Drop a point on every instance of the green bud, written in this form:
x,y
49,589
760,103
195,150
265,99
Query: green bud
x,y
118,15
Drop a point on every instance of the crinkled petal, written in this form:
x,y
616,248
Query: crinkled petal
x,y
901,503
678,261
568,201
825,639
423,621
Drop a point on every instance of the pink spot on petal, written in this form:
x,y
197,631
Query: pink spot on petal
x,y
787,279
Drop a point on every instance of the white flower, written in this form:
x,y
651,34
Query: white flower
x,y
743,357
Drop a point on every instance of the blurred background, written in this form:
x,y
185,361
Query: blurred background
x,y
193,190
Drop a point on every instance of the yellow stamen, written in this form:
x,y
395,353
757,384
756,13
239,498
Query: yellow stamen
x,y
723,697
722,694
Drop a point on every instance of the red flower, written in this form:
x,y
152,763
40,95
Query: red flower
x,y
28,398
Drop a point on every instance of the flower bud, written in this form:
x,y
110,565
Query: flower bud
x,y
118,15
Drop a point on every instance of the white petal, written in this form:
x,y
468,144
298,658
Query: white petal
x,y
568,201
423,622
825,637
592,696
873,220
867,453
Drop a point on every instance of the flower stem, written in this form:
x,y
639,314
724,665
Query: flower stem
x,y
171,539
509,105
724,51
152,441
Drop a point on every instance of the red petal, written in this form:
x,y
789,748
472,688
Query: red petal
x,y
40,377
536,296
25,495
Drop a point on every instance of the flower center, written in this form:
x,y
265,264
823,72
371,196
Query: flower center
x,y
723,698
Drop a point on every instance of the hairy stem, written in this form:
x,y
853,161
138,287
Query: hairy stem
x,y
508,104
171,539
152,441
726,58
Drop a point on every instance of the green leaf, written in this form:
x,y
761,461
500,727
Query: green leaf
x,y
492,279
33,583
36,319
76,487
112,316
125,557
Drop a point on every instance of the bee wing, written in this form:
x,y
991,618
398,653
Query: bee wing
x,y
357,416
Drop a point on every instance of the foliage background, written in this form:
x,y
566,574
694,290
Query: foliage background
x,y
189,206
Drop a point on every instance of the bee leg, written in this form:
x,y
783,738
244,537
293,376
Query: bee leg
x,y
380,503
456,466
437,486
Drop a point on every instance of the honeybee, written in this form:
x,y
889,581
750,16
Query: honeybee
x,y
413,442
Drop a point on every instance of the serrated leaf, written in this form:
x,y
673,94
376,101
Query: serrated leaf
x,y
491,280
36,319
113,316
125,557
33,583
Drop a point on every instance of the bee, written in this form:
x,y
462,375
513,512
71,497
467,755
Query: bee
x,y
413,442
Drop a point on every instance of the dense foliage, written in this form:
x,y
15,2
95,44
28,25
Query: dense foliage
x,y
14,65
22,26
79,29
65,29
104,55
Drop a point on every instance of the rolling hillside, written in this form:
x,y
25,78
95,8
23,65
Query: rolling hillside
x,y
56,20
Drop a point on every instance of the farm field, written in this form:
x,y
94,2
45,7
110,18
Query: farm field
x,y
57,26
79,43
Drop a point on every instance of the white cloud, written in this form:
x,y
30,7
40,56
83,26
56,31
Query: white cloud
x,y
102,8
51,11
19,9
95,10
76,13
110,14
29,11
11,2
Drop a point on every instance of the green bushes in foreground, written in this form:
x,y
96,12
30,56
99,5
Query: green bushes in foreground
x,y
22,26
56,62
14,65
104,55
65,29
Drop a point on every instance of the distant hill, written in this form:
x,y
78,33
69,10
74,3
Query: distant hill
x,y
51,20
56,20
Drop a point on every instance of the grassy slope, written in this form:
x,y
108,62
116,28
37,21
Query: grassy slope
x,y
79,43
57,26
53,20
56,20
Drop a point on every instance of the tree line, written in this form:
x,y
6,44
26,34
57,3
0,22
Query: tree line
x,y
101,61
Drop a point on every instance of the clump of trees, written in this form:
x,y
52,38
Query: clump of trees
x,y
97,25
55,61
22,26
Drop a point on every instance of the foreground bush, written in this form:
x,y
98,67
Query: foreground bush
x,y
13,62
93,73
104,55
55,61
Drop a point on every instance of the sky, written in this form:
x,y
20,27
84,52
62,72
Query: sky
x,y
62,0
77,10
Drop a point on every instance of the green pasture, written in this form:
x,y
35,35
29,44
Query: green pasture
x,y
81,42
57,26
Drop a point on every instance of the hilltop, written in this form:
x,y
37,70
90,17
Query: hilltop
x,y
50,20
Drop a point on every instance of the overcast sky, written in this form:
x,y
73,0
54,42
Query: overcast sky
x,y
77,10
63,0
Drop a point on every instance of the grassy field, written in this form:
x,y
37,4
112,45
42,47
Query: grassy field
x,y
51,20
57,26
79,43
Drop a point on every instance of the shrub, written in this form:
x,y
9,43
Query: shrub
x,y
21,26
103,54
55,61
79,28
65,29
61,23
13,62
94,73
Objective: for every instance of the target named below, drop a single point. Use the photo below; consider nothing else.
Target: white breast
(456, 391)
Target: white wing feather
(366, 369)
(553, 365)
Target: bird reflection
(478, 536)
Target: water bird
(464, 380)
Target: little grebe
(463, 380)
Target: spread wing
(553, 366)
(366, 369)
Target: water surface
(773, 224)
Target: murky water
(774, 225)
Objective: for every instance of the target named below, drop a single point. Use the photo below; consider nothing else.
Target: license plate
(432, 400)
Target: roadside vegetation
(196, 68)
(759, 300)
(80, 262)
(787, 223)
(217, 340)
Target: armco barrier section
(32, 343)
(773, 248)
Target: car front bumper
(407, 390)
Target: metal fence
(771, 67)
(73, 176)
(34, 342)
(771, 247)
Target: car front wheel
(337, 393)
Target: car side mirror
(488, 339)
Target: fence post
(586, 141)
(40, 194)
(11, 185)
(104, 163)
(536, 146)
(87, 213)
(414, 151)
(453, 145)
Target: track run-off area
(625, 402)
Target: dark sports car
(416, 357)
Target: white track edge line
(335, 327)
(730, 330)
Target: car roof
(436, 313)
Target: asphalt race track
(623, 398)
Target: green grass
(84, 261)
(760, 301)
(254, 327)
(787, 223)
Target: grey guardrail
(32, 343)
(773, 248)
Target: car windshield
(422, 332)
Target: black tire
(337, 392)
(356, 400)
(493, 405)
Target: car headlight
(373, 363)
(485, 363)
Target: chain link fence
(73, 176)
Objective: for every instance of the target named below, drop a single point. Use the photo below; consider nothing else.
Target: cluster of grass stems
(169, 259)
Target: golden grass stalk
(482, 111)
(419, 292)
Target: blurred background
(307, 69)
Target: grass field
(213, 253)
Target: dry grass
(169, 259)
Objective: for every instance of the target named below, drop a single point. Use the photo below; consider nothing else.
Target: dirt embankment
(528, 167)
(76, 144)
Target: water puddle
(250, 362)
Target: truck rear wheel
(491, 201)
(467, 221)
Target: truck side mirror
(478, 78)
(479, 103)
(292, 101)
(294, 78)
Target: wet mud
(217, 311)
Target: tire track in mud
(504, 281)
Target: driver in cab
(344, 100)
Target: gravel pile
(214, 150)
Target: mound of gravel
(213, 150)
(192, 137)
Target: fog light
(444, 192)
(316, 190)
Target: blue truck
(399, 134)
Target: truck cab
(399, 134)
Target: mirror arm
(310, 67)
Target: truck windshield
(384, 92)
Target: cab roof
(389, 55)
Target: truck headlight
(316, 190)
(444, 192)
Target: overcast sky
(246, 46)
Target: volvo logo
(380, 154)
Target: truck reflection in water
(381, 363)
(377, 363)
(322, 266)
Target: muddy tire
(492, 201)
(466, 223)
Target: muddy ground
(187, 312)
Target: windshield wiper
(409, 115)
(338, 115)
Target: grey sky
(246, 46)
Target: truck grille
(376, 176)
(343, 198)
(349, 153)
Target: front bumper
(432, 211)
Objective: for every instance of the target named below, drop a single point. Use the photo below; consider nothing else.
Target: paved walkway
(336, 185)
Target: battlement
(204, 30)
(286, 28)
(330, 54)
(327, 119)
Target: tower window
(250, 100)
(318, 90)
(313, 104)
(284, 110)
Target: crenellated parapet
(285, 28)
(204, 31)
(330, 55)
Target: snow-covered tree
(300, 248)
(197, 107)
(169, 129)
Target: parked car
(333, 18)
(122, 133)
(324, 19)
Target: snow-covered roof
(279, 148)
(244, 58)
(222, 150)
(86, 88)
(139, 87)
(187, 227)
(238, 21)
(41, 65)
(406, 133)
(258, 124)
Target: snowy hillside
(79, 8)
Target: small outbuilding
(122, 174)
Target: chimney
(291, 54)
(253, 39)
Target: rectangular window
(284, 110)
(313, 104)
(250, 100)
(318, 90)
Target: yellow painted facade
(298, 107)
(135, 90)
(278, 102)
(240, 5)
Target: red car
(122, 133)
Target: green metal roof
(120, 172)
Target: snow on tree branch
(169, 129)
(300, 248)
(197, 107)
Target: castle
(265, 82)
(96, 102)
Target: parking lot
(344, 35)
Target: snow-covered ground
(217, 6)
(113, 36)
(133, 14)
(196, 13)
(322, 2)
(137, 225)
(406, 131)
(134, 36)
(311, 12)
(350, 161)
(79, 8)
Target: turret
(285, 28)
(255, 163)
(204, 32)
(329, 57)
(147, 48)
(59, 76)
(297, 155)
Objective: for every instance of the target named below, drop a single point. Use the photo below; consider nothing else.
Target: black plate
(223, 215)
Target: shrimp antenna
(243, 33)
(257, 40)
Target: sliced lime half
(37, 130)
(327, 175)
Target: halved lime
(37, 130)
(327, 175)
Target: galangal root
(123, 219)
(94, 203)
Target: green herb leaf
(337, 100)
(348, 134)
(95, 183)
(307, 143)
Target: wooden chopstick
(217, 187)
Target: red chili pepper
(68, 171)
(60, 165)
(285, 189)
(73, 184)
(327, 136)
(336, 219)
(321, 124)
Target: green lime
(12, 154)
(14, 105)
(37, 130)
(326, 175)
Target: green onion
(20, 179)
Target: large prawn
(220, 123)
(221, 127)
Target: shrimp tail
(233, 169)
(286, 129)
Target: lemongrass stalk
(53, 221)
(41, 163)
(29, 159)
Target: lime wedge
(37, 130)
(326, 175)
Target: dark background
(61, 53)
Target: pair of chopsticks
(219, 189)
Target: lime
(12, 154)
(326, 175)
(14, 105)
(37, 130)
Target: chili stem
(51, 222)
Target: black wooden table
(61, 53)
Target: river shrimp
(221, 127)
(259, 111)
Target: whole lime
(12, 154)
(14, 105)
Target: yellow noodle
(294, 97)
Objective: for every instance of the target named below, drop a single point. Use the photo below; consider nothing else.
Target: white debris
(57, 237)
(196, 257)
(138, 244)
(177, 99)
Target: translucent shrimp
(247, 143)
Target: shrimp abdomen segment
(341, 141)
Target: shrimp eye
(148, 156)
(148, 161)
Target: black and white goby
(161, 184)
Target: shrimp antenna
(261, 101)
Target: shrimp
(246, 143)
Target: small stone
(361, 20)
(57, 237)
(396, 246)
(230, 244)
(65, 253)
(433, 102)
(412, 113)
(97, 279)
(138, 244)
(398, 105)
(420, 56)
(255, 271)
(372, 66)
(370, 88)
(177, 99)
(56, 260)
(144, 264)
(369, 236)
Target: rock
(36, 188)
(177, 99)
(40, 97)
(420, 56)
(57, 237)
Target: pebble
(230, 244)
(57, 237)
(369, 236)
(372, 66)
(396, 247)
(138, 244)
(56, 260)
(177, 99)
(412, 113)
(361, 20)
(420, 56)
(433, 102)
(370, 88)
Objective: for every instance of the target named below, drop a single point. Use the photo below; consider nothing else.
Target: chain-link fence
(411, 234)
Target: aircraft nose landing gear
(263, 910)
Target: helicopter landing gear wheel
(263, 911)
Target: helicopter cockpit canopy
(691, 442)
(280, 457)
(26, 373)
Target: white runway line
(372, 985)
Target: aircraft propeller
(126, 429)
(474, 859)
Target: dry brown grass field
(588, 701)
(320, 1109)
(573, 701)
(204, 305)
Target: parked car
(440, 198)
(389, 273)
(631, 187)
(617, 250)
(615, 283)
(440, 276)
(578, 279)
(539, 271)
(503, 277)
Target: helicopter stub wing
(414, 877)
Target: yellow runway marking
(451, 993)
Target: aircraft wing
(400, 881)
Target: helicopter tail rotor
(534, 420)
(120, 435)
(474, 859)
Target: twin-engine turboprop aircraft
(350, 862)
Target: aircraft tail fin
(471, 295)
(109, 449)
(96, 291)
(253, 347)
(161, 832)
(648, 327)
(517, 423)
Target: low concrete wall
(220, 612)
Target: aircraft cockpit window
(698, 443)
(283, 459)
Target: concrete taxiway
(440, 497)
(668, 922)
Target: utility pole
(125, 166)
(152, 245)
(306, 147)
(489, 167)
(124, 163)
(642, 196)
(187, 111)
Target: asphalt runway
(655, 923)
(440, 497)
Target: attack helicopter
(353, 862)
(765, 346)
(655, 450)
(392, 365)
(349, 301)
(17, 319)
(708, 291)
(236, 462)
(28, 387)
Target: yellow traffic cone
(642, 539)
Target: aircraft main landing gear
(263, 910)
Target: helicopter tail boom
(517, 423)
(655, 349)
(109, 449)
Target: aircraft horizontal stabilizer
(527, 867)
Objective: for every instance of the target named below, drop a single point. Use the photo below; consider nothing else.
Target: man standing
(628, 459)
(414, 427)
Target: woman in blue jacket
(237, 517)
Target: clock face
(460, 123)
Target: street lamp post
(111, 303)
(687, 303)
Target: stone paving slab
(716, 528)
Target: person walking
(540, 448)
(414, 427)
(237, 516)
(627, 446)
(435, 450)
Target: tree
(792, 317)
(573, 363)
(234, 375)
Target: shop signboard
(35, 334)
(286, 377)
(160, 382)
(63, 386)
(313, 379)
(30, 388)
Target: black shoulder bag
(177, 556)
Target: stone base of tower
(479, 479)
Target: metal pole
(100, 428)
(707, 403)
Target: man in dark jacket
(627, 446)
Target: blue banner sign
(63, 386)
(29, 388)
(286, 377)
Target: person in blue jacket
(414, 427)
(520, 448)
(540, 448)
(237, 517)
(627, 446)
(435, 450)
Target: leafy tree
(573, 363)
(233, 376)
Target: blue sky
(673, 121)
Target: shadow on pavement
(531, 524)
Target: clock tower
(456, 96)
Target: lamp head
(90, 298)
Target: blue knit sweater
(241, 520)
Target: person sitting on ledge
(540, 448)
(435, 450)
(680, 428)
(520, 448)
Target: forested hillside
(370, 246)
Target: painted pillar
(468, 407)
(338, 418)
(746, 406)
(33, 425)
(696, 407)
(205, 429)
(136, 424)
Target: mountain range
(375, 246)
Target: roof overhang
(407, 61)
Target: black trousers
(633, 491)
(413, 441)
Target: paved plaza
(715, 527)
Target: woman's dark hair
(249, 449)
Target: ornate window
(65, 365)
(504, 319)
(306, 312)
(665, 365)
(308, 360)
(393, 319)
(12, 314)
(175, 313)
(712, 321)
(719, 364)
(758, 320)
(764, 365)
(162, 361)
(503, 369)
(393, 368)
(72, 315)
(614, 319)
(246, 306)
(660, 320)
+-------+
Instruction:
Exactly reproduce the lines from the one containing "Target: person walking" through the end of the records, and only those lines.

Answer to this problem:
Target: person walking
(540, 448)
(414, 427)
(237, 516)
(627, 446)
(435, 450)
Target: tree
(792, 317)
(573, 363)
(234, 375)
Target: shop signboard
(35, 334)
(286, 377)
(160, 382)
(63, 386)
(313, 379)
(30, 388)
Target: black shoulder bag
(177, 556)
Target: stone base of tower
(479, 479)
Target: metal pole
(100, 428)
(707, 403)
Target: man in dark jacket
(627, 446)
Target: blue banner sign
(63, 386)
(29, 388)
(286, 377)
Target: person in blue jacket
(414, 427)
(520, 448)
(540, 448)
(237, 517)
(627, 446)
(435, 450)
Target: leafy tree
(573, 363)
(233, 376)
Target: blue sky
(673, 121)
Target: shadow on pavement
(531, 524)
Target: clock tower
(456, 96)
Target: lamp head
(90, 298)
Target: blue knit sweater
(241, 520)
Target: person sitting on ledge
(540, 448)
(435, 450)
(680, 428)
(520, 448)
Target: forested hillside
(370, 246)
Target: painted pillar
(468, 407)
(338, 418)
(746, 406)
(33, 425)
(696, 407)
(205, 429)
(136, 424)
Target: mountain range
(375, 246)
Target: roof overhang
(407, 61)
Target: black trousers
(633, 491)
(413, 441)
Target: paved plaza
(715, 527)
Target: woman's dark hair
(249, 449)
Target: ornate window
(65, 365)
(504, 319)
(306, 312)
(665, 365)
(308, 360)
(393, 319)
(12, 314)
(175, 313)
(712, 321)
(719, 364)
(758, 320)
(764, 365)
(162, 361)
(503, 369)
(393, 368)
(72, 315)
(614, 319)
(246, 306)
(660, 320)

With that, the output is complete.